═══ Data for this task

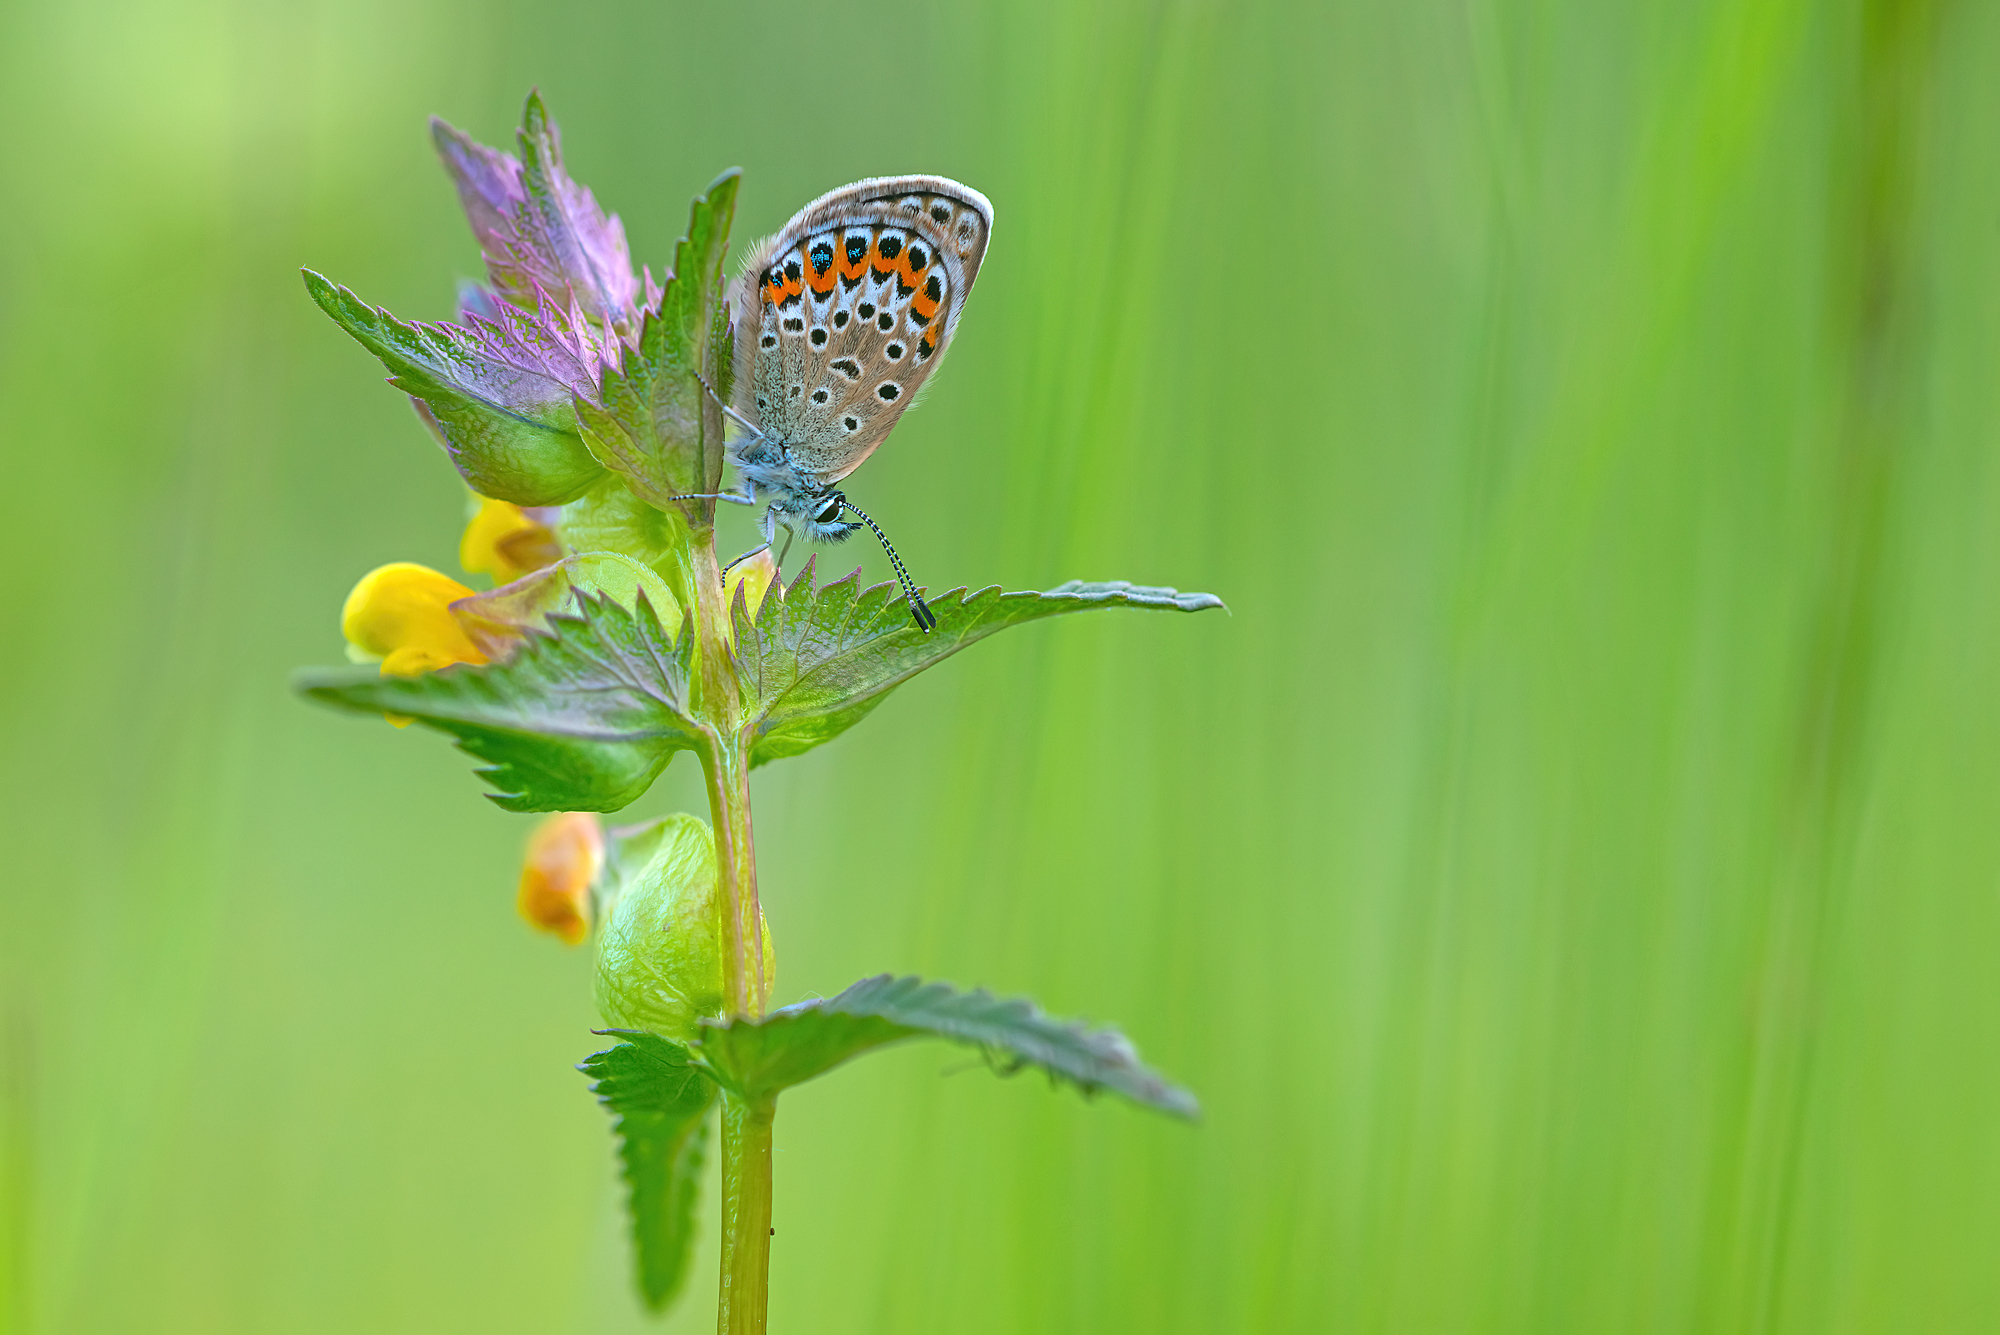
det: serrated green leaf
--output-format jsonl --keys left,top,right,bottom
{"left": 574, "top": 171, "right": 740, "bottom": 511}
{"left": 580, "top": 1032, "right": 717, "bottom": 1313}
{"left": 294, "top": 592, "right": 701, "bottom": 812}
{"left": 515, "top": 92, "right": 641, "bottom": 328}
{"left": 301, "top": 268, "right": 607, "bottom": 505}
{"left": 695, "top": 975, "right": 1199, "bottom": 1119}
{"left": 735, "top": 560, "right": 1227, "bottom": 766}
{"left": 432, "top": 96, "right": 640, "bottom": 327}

══════
═══ Data for this task

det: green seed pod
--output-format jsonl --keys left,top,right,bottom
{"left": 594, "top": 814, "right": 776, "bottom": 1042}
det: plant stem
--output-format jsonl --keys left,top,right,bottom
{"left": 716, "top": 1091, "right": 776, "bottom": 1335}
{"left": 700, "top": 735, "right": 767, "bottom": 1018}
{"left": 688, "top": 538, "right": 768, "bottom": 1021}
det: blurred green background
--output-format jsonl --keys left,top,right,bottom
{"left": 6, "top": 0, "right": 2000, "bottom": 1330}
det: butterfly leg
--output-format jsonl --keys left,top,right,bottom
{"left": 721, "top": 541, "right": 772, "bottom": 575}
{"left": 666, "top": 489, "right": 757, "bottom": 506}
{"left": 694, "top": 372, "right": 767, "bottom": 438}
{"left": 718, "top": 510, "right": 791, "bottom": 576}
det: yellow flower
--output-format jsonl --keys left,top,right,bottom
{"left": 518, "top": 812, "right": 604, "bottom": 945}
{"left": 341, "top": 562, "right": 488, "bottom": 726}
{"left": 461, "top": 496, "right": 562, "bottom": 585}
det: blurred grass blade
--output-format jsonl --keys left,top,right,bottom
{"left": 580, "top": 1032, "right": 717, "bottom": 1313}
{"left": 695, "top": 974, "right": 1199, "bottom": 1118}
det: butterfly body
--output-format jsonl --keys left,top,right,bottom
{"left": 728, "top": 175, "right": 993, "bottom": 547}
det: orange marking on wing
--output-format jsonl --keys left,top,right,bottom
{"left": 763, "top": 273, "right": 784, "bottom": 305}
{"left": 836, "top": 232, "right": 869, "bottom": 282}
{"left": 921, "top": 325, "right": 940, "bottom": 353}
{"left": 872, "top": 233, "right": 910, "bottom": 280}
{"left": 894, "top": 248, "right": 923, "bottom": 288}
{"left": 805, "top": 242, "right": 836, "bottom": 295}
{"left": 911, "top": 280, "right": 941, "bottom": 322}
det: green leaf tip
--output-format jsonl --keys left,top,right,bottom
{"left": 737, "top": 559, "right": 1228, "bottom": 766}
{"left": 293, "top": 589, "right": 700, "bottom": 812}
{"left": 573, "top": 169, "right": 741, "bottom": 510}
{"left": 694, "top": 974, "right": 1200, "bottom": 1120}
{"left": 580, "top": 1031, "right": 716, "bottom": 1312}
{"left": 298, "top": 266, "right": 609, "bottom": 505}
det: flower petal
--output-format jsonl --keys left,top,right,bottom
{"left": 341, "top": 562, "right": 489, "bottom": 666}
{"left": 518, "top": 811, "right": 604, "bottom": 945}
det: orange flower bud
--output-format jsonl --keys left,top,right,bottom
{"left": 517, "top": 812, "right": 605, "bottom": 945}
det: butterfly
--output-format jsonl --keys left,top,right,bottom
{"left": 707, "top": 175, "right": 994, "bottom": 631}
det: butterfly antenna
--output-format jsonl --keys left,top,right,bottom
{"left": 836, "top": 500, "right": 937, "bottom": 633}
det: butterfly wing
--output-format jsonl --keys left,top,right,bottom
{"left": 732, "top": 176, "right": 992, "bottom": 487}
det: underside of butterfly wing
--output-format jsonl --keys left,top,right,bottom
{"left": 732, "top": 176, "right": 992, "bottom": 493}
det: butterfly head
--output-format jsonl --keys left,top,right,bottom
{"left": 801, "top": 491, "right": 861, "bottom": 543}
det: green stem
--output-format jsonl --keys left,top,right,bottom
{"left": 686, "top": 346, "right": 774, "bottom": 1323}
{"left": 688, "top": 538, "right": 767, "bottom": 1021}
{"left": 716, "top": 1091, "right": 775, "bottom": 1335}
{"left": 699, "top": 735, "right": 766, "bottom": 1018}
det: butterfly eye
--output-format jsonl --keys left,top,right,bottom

══════
═══ Data for this task

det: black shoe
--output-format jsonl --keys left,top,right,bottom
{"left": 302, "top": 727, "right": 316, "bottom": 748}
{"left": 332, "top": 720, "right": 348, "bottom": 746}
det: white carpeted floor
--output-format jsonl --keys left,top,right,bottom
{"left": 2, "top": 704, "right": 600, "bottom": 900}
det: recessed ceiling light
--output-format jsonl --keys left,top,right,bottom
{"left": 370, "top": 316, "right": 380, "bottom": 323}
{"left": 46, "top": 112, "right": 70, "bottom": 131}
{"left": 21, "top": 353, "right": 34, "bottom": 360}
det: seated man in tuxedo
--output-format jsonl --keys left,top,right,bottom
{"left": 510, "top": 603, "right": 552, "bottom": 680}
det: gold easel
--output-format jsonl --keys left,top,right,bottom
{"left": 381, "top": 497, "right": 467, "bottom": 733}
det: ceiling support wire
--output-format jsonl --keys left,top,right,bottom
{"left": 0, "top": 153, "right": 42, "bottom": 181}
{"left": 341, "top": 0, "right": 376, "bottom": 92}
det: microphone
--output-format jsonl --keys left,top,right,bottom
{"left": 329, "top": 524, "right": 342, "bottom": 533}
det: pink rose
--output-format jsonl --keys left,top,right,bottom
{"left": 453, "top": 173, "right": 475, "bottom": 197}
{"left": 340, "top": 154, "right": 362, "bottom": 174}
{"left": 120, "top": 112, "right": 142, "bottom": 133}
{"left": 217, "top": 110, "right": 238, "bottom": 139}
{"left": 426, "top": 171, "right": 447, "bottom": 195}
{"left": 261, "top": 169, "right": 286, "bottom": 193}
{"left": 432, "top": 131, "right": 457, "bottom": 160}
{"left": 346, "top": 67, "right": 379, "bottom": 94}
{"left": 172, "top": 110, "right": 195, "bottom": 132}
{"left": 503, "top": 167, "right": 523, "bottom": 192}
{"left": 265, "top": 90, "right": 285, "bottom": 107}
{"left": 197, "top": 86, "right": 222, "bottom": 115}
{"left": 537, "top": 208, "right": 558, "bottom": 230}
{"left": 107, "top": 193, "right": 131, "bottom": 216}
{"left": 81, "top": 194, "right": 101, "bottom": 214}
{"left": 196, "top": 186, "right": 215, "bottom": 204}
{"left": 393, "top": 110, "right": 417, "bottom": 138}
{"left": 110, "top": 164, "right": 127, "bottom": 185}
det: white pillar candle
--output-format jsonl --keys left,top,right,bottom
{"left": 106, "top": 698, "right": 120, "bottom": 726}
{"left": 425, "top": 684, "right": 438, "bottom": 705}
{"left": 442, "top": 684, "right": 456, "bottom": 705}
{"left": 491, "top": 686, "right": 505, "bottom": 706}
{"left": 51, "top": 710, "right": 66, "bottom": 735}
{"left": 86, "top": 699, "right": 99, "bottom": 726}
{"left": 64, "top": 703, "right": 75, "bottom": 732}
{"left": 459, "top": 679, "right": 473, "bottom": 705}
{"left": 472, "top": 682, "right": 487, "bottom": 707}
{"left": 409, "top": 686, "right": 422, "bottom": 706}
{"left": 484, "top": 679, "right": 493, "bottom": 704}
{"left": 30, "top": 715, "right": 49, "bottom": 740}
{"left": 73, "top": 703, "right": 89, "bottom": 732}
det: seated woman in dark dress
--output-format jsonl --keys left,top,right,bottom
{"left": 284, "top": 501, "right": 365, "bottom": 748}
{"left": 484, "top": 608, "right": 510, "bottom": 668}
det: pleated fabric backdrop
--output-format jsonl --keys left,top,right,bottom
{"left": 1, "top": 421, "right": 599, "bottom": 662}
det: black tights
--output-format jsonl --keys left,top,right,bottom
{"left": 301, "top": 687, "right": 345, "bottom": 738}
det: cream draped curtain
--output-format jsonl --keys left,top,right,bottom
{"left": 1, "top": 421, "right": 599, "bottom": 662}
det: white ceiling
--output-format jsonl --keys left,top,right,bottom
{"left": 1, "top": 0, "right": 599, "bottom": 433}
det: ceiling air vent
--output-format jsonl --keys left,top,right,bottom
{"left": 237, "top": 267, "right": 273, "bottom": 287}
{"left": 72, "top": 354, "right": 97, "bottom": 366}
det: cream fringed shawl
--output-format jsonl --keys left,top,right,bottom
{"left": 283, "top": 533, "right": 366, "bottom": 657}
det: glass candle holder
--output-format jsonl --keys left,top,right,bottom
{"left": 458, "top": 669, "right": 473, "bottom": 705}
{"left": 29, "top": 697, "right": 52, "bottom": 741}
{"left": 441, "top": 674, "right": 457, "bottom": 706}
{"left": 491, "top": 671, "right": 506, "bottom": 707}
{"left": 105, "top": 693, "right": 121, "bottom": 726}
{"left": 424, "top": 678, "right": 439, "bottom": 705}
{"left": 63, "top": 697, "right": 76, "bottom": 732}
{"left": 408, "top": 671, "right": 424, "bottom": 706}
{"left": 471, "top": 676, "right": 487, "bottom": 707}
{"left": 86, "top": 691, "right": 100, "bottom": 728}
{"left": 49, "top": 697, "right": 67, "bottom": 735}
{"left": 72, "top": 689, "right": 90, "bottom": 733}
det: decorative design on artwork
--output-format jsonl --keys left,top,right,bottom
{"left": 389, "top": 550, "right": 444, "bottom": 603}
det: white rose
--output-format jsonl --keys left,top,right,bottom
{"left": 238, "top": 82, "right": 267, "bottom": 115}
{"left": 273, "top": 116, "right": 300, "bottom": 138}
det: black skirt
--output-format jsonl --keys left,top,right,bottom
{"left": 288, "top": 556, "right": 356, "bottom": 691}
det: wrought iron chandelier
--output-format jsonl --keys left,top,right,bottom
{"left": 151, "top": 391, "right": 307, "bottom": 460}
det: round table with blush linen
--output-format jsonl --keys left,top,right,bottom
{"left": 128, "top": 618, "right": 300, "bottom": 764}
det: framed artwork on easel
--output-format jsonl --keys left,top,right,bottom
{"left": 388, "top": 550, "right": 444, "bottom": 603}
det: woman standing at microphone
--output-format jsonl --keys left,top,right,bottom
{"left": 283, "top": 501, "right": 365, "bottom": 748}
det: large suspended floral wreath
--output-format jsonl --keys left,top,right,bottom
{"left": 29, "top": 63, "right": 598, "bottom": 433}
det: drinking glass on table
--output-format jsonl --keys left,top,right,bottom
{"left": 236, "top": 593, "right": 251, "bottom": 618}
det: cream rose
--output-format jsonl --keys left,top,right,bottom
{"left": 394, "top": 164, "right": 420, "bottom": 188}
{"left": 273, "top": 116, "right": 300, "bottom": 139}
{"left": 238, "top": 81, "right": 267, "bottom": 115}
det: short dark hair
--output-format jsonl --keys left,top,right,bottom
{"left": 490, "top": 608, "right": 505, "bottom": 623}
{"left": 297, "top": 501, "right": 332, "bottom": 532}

══════

▸ Assignment
Copy all lines of the preceding data that hold the word "wing".

▸ Written response
det: orange marking on wing
det: butterfly wing
det: underside of butterfly wing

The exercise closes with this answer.